◆ TASK DESCRIPTION ◆
Copy out the entries word for word, starting with the line that contains "In this exercise you will identify every instance of the gray" and continuing through the line that contains "(1090, 199)". Include both of those lines.

◆ INPUT ROWS ◆
##############################

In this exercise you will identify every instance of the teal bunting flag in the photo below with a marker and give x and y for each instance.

##############################

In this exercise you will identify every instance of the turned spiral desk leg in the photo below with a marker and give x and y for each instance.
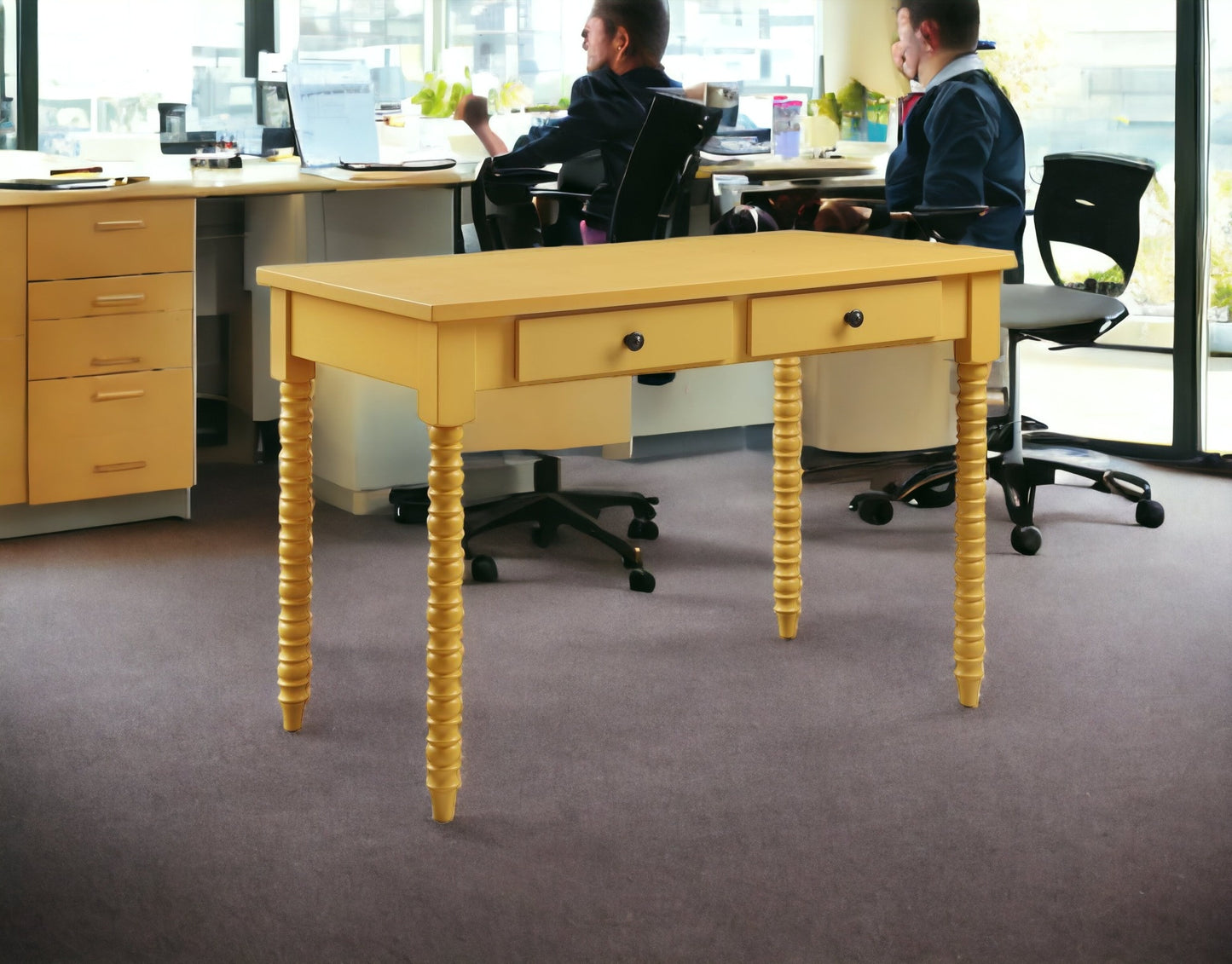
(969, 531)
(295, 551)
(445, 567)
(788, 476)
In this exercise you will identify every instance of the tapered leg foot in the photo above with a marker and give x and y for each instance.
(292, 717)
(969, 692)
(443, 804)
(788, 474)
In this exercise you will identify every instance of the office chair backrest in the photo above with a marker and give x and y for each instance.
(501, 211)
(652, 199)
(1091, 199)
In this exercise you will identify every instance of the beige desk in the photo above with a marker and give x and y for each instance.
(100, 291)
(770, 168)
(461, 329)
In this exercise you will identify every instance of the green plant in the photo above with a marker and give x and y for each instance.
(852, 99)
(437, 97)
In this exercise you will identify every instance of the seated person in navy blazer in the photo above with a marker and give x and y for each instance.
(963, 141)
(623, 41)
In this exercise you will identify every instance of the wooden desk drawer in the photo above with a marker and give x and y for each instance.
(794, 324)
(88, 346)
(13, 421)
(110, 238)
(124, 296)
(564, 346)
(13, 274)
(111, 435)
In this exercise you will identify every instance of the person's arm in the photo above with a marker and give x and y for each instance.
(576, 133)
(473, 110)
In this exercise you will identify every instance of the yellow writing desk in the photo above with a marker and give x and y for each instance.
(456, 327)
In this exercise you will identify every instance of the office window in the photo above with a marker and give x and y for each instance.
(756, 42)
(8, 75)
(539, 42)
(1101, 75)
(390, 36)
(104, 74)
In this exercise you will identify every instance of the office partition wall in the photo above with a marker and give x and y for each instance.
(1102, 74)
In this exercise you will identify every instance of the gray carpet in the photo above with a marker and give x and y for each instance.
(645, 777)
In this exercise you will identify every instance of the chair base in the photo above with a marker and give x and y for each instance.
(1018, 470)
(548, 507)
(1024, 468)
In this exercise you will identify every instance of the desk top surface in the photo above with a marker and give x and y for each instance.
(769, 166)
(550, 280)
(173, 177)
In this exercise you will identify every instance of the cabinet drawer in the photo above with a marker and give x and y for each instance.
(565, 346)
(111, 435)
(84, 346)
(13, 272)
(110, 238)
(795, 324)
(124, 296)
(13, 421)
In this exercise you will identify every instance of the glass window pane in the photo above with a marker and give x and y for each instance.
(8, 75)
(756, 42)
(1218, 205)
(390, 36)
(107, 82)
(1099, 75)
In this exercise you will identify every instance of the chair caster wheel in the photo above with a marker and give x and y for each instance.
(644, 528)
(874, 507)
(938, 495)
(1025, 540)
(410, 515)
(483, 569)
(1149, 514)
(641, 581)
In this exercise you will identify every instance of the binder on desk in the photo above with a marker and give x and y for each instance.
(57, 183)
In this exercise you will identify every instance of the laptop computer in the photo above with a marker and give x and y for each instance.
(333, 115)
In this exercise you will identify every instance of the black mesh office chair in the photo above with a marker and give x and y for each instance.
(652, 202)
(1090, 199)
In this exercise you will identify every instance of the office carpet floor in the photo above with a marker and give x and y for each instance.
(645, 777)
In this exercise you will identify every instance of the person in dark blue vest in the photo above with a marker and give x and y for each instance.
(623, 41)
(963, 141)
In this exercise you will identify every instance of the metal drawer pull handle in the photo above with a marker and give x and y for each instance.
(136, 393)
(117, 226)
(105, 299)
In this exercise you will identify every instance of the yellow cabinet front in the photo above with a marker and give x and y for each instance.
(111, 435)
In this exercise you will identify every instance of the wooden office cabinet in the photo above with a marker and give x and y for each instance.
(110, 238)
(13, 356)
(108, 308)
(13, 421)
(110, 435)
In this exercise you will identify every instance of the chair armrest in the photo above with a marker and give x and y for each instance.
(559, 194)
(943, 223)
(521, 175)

##############################

◆ THE RESULT ◆
In this exercise you will identify every instance of the gray carpet in the photo above with a marker and give x and y for each instance.
(645, 777)
In this exercise you will identify every instance of the chair base in the photo above with a marker and give x and y for each instance.
(1018, 470)
(548, 507)
(1024, 468)
In this exercise you will identify every instance of the desk top surface in the photo above with a marker and give x and y for each instance.
(769, 166)
(550, 280)
(173, 177)
In this exercise you will identify every instance of the cabinet drawer in the photo above with a marker and give x and y for each instance.
(565, 346)
(111, 435)
(84, 346)
(13, 272)
(110, 238)
(795, 324)
(124, 296)
(13, 421)
In this exercise you will identify every instance of the glass window pane in the photo above with a marker and give x and y for each instance.
(8, 75)
(756, 42)
(1218, 205)
(390, 36)
(107, 82)
(1099, 75)
In this exercise you will identify every instance of the chair caster wheel in the photo above with a marker and give x and y for each instance.
(644, 528)
(874, 507)
(938, 495)
(1025, 540)
(410, 515)
(483, 569)
(1149, 514)
(641, 581)
In this exercise you will identify every instance of the binder on desk in the photo above with a marker and give x and y for each instance.
(57, 183)
In this exercise you will identify every instance of the laptop computer in the photo above with a marker and give x and y for each instance.
(333, 115)
In this exercise you will identify every instance of the black mesh office chair in the photo above with a marker and give x and y for each instance.
(652, 202)
(1090, 199)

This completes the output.